Rewrite every entry below with "wanted" renamed to "requested" and nothing else changed. Leave the pictures out.

Information given
— Start —

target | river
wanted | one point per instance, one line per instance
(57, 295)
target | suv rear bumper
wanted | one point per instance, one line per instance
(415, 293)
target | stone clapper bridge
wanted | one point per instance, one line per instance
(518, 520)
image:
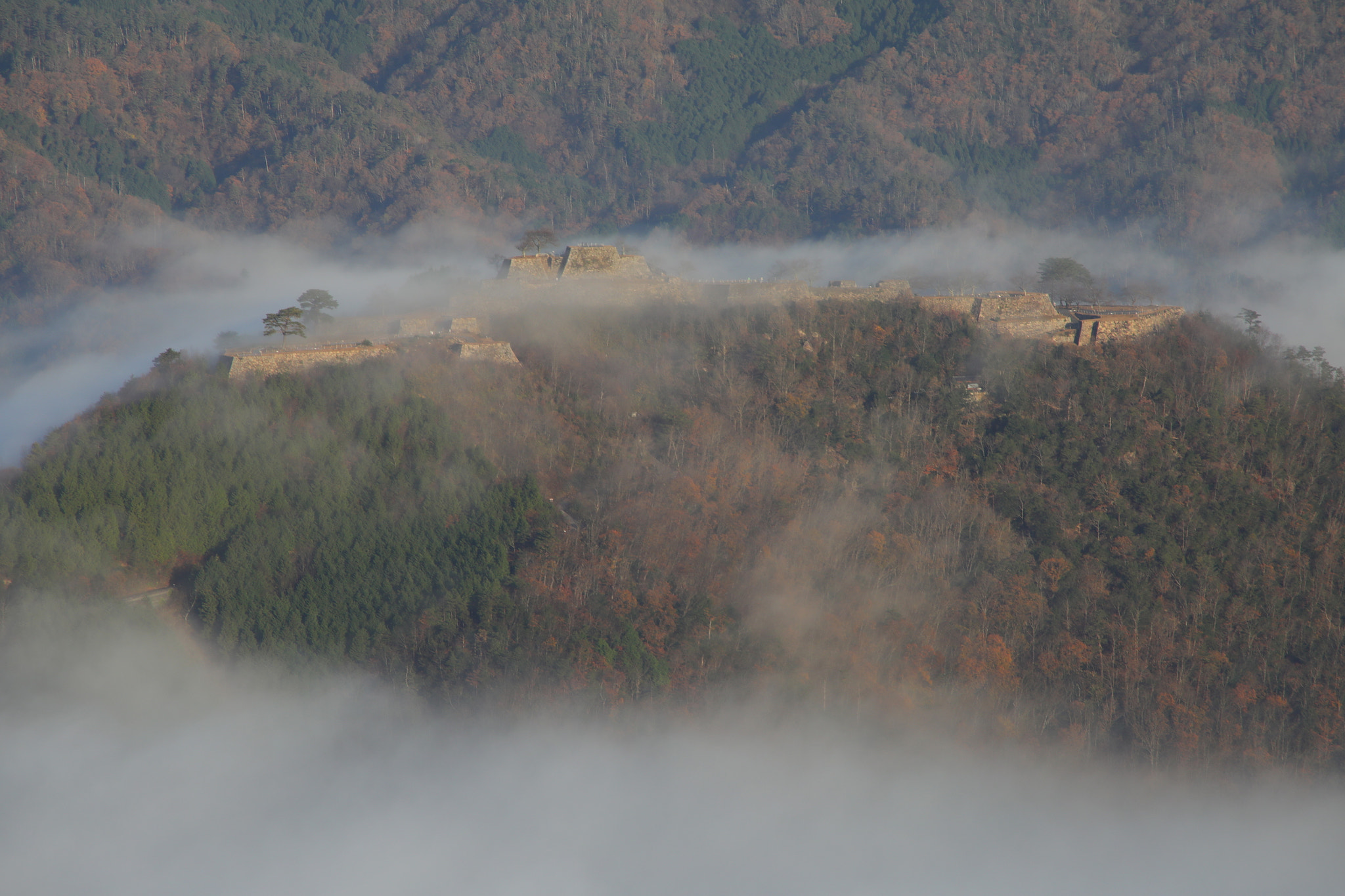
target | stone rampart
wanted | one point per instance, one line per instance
(536, 268)
(268, 363)
(602, 261)
(1114, 323)
(489, 351)
(948, 304)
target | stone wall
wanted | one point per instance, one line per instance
(487, 351)
(948, 304)
(536, 268)
(268, 363)
(1106, 324)
(602, 261)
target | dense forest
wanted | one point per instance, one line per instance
(1133, 548)
(1202, 124)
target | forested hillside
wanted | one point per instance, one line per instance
(1206, 124)
(1132, 548)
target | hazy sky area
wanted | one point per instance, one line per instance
(128, 766)
(213, 282)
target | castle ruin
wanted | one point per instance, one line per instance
(608, 276)
(606, 263)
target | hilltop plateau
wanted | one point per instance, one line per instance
(1126, 548)
(1206, 125)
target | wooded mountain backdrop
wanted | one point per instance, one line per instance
(1207, 124)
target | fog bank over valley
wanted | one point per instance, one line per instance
(131, 766)
(214, 282)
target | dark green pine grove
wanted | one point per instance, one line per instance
(1130, 548)
(309, 517)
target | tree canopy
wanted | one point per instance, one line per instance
(286, 322)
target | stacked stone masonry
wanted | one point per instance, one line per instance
(290, 362)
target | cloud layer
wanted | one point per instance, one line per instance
(213, 282)
(128, 766)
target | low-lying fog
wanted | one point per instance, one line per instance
(129, 766)
(214, 282)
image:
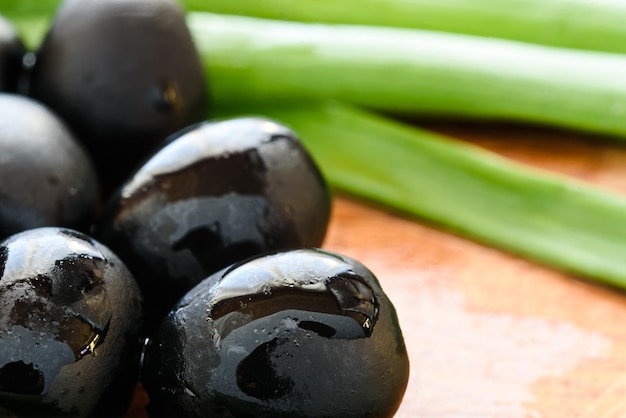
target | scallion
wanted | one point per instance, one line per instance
(410, 71)
(549, 218)
(587, 24)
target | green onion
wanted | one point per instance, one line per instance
(251, 60)
(555, 220)
(587, 24)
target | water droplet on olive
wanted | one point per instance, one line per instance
(216, 193)
(124, 75)
(324, 341)
(46, 177)
(70, 318)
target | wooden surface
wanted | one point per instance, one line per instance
(490, 334)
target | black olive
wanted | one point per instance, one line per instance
(70, 317)
(301, 333)
(123, 74)
(11, 52)
(217, 193)
(46, 178)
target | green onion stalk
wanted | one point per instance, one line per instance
(301, 74)
(408, 71)
(585, 24)
(552, 219)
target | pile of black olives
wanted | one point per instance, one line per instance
(143, 243)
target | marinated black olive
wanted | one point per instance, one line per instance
(46, 177)
(70, 317)
(11, 52)
(123, 74)
(301, 333)
(216, 193)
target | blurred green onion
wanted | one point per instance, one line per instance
(410, 71)
(549, 218)
(586, 24)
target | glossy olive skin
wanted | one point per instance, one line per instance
(124, 75)
(11, 52)
(217, 193)
(46, 177)
(70, 317)
(302, 333)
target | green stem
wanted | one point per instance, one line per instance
(410, 71)
(586, 24)
(549, 218)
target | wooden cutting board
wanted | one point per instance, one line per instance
(490, 334)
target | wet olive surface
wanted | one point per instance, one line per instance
(216, 193)
(11, 51)
(124, 75)
(303, 333)
(46, 177)
(70, 318)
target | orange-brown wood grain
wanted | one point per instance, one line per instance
(490, 334)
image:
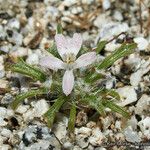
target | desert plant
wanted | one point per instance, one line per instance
(82, 91)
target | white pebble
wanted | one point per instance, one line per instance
(84, 131)
(106, 4)
(127, 94)
(142, 43)
(14, 24)
(6, 133)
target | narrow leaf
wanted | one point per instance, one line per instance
(50, 114)
(28, 70)
(116, 108)
(111, 93)
(123, 51)
(72, 118)
(100, 46)
(19, 98)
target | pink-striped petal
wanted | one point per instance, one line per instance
(68, 45)
(85, 60)
(52, 62)
(61, 44)
(68, 82)
(74, 44)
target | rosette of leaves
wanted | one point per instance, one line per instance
(86, 90)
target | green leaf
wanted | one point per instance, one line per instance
(59, 29)
(50, 114)
(100, 46)
(28, 70)
(72, 118)
(116, 108)
(19, 98)
(110, 92)
(123, 51)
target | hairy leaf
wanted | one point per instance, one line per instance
(19, 98)
(72, 118)
(95, 103)
(115, 108)
(109, 93)
(123, 51)
(28, 70)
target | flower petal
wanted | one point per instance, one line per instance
(52, 62)
(68, 82)
(61, 43)
(74, 44)
(85, 59)
(68, 45)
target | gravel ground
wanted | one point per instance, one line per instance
(28, 27)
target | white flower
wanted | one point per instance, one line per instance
(68, 49)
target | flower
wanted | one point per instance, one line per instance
(68, 49)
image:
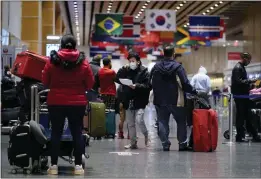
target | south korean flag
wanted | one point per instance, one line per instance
(160, 20)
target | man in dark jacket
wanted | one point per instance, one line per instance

— End —

Solution below
target | river
requested | one point per instance, one line per instance
(57, 295)
target | suv rear bumper
requested | one point per instance, one line per instance
(415, 293)
target | stone clapper bridge
requested | one point per instance, one line per instance
(518, 520)
image:
target | stone rampart
requested | one point per instance, one line per instance
(536, 268)
(268, 363)
(602, 261)
(1114, 323)
(489, 351)
(948, 304)
target | stone wall
requested | one point per instance, one line per instance
(487, 351)
(948, 304)
(536, 268)
(268, 363)
(1106, 324)
(602, 261)
target | dense forest
requested | one point per instance, one line per instance
(1133, 548)
(1202, 124)
target | forested hillside
requested | one point per instance, one line per instance
(1206, 124)
(1132, 548)
target | hazy sky area
requested | one point per instance, one line per instance
(128, 766)
(213, 282)
target | castle ruin
requested | one point per instance, one line per instance
(608, 276)
(606, 263)
target | hilltop plateau
requested | one point per instance, one line per instance
(1126, 548)
(1206, 125)
target | wooded mountain backdrop
requested | one point per instance, one line per instance
(1207, 124)
target | fog bank over valley
requested | one point per instance, one line per instance
(131, 766)
(214, 282)
target | dark green pine grove
requested | one point per instance, one line per instance
(1130, 548)
(309, 517)
target | tree canopy
requested | one point per instance, one line per instance
(286, 322)
target | stacked stone masonry
requested | one point per instance, one line per instance
(290, 362)
target | cloud layer
requested | one point per instance, one line per instance
(213, 282)
(128, 766)
target | low-lying fog
requested | one point per instance, one line per instance
(129, 766)
(214, 282)
image:
target | scallion
requested | one point per instance, one line per instance
(410, 71)
(549, 218)
(587, 24)
target | green onion
requested | one point per instance, one line per instance
(251, 60)
(555, 220)
(587, 24)
target | water droplet on olive
requested | one point per instance, one line per instance
(216, 193)
(124, 75)
(324, 341)
(46, 177)
(70, 318)
target | wooden surface
requested | one point per instance, one line per instance
(490, 334)
target | black olive
requested | one point per instance, one line per instance
(70, 317)
(301, 333)
(123, 74)
(11, 52)
(217, 193)
(46, 178)
target | green onion stalk
requested | one point per instance, one line per instance
(301, 74)
(408, 71)
(585, 24)
(552, 219)
target | pile of black olives
requested | one point per instance, one line per instance
(143, 243)
target | marinated black olive
requested | one point per instance, one line per instance
(46, 177)
(70, 317)
(11, 52)
(123, 74)
(301, 333)
(216, 193)
target | blurred green onion
requested | one point per instance, one line per instance
(410, 71)
(549, 218)
(586, 24)
target | glossy olive skin
requested | one point per instance, one line per instance
(124, 75)
(11, 52)
(217, 193)
(46, 177)
(70, 317)
(302, 333)
target | green stem
requested | one point per instance, one line per instance
(410, 71)
(586, 24)
(549, 218)
target | wooden cutting board
requested | one point per instance, one line per instance
(490, 334)
target | wet olive surface
requested | one point per instance, one line per instance
(216, 193)
(11, 51)
(124, 75)
(303, 333)
(46, 177)
(70, 318)
target | orange-brown wood grain
requested | one point per instance, one line per instance
(490, 334)
image:
target | desert plant
requested | one point per instance, one line per instance
(82, 91)
target | white pebble
requested | one point per instance, one line per instance
(84, 131)
(106, 4)
(127, 94)
(142, 43)
(14, 24)
(6, 133)
target | narrow leaf
requested | one point per instance, one line per instance
(50, 114)
(28, 70)
(116, 108)
(111, 93)
(123, 51)
(72, 118)
(100, 46)
(19, 98)
target | pink-striped petal
requested | one point per instance, one line per instance
(68, 45)
(85, 60)
(52, 62)
(61, 44)
(68, 82)
(74, 44)
target | rosette of leaves
requested | one point per instance, one line per instance
(86, 90)
target | green leaf
requested | one point per instance, one line per instance
(59, 29)
(50, 114)
(100, 46)
(28, 70)
(72, 118)
(116, 108)
(19, 98)
(110, 92)
(123, 51)
target | hairy leaf
requested | one point per instance, one line per instance
(19, 98)
(72, 118)
(95, 103)
(115, 108)
(109, 93)
(123, 51)
(28, 70)
target | flower petal
requested | one point per instance, one line per instance
(52, 62)
(68, 82)
(61, 43)
(74, 44)
(85, 59)
(68, 45)
target | gravel ground
requested | one point per instance, one line per instance
(28, 27)
target | white flower
requested | one point per instance, one line per instance
(68, 49)
target | flower
requested | one point per instance, one line per instance
(68, 49)
image:
target | south korean flag
requested | one point per instance, one line per instance
(160, 20)
target | man in dark jacket
requested | one point per instance, one line per instance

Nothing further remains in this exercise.